Tally the lines in the items below that contain the string "format" and reply with that number alone.

# Start of MATERIAL FOR THIS TASK

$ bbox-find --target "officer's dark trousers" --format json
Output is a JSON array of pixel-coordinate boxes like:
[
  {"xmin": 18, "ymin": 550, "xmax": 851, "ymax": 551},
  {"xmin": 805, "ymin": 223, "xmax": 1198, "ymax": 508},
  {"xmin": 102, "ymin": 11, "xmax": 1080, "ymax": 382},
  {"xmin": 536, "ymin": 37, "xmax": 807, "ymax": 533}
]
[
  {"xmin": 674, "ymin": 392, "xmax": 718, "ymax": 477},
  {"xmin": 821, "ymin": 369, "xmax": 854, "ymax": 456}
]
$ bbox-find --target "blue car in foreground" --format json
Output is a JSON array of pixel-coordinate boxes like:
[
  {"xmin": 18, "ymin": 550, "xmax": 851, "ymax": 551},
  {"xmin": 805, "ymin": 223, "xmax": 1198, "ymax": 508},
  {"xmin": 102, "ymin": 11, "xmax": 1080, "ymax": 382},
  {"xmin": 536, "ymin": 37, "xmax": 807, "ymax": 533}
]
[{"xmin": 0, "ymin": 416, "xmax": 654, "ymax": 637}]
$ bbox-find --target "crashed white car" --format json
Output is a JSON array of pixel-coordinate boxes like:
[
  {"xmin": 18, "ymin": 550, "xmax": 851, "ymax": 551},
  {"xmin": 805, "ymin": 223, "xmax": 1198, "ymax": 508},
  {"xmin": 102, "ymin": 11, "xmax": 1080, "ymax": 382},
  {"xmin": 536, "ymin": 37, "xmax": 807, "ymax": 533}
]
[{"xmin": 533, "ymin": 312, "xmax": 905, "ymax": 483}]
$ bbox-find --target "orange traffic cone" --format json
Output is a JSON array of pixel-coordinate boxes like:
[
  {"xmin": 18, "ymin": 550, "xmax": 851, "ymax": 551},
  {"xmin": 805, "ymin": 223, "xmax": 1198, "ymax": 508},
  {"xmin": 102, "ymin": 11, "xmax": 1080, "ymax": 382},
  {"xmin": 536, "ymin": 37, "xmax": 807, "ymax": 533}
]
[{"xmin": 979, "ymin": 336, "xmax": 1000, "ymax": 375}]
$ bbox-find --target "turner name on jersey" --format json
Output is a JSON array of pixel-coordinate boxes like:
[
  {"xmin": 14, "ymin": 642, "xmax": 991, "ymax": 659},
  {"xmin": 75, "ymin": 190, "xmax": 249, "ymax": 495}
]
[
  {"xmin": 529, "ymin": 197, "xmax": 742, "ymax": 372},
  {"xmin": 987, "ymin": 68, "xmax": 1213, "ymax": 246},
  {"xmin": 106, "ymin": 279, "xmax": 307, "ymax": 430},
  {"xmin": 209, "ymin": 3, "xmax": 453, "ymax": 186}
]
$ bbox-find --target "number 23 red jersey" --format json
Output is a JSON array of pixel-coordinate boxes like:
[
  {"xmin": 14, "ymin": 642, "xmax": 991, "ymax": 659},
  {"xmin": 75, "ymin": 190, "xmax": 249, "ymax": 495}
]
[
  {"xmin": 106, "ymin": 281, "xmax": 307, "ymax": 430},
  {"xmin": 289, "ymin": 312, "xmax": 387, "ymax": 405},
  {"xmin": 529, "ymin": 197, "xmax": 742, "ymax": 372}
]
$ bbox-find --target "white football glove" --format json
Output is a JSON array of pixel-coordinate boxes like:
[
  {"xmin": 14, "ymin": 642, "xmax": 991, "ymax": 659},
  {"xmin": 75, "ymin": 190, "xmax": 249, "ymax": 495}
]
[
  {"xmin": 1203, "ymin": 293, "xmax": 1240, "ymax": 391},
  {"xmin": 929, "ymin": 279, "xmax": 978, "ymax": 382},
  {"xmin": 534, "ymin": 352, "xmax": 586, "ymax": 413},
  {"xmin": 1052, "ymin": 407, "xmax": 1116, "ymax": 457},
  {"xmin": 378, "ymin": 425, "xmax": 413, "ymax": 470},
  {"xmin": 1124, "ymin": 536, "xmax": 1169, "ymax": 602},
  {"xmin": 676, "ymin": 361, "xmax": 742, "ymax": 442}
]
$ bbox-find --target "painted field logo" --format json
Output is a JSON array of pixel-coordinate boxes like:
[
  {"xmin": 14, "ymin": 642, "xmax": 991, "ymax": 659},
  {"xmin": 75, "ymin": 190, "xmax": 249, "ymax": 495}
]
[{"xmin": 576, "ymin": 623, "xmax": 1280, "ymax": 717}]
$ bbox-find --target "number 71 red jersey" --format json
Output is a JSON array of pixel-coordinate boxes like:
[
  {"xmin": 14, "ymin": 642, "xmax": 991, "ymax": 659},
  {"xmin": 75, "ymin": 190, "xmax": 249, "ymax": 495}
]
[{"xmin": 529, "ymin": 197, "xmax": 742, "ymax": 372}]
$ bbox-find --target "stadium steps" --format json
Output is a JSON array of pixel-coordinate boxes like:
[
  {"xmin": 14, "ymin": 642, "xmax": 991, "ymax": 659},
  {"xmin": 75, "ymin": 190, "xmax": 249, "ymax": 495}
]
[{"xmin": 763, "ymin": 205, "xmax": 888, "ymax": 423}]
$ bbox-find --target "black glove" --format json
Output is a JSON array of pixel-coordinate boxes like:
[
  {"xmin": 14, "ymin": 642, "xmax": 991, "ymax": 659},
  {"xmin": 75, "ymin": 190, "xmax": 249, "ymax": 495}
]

# End of MATERIAL FOR THIS TASK

> [TASK ANSWER]
11